* _THE TASK_
Transcribe precisely those lines of the listing that fall between the line containing "point: the mascot's white suit in this photo" and the last line, inclusive of both.

Records from a collection
>> begin
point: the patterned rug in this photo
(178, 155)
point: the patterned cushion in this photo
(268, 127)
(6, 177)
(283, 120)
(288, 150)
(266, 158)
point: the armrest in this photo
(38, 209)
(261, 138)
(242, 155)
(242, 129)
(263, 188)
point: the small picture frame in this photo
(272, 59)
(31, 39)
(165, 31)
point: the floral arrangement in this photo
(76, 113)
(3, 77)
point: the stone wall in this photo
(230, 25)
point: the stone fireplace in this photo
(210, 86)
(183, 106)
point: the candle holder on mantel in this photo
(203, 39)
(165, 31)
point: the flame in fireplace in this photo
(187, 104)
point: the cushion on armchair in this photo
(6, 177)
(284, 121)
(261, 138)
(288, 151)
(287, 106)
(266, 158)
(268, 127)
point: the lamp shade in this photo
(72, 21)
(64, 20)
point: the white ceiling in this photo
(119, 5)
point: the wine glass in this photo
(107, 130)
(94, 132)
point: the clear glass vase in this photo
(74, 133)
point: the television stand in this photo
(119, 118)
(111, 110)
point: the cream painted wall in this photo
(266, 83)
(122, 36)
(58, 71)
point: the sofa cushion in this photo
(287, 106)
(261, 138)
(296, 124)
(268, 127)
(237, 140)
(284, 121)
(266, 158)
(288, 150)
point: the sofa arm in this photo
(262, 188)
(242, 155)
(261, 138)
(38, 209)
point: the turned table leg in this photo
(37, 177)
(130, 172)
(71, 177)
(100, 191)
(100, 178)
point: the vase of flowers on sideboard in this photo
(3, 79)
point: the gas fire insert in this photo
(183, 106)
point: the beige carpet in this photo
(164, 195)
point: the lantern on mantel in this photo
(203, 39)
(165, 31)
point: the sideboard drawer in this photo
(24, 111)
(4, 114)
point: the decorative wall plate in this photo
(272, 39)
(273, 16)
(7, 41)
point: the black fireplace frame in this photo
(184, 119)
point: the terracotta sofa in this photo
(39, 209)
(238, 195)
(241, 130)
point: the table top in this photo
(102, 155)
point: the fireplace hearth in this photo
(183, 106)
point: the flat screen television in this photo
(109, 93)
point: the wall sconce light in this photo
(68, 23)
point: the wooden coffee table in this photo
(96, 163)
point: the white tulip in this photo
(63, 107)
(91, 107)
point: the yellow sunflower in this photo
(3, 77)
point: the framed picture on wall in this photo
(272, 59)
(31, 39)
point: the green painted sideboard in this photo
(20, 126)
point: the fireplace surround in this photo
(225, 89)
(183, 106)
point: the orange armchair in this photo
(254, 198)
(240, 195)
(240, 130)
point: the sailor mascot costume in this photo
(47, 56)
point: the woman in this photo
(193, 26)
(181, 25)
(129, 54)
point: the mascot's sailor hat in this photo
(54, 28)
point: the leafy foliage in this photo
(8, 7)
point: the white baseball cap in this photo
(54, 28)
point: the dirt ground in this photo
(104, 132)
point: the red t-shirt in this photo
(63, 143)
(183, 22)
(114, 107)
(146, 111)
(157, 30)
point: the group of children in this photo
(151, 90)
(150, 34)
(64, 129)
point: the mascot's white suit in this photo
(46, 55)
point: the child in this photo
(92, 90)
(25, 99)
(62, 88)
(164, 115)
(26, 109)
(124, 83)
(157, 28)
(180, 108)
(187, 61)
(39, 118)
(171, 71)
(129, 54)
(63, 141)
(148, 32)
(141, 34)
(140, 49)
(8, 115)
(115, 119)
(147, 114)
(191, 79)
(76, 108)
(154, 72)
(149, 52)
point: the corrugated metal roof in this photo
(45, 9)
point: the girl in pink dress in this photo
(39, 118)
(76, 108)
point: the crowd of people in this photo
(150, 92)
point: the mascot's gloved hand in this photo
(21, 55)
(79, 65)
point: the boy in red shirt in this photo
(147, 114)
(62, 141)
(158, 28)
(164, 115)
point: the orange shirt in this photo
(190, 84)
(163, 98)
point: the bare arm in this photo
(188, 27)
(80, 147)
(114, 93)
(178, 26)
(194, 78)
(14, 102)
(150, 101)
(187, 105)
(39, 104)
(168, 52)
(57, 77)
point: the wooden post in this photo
>> end
* _TASK RESULT_
point: the mascot's white suit in this photo
(46, 55)
point: the child in this photo
(92, 90)
(25, 99)
(62, 88)
(164, 115)
(26, 109)
(124, 83)
(157, 28)
(180, 108)
(187, 61)
(39, 118)
(171, 71)
(129, 54)
(63, 141)
(148, 32)
(141, 34)
(140, 49)
(8, 115)
(115, 119)
(147, 114)
(191, 79)
(76, 108)
(154, 72)
(149, 52)
point: the corrugated metal roof in this photo
(45, 9)
point: the girl in pink dress in this photo
(39, 118)
(76, 108)
point: the crowd of people in this photo
(150, 92)
point: the mascot's gloved hand in this photo
(21, 55)
(79, 65)
point: the boy in red shirt in this photo
(147, 114)
(62, 141)
(158, 28)
(164, 115)
point: the orange shirt in this photo
(190, 84)
(163, 98)
point: the bare arm in this photo
(188, 27)
(80, 147)
(114, 93)
(178, 26)
(194, 78)
(14, 102)
(150, 101)
(187, 105)
(39, 104)
(168, 52)
(57, 77)
point: the wooden post in this photo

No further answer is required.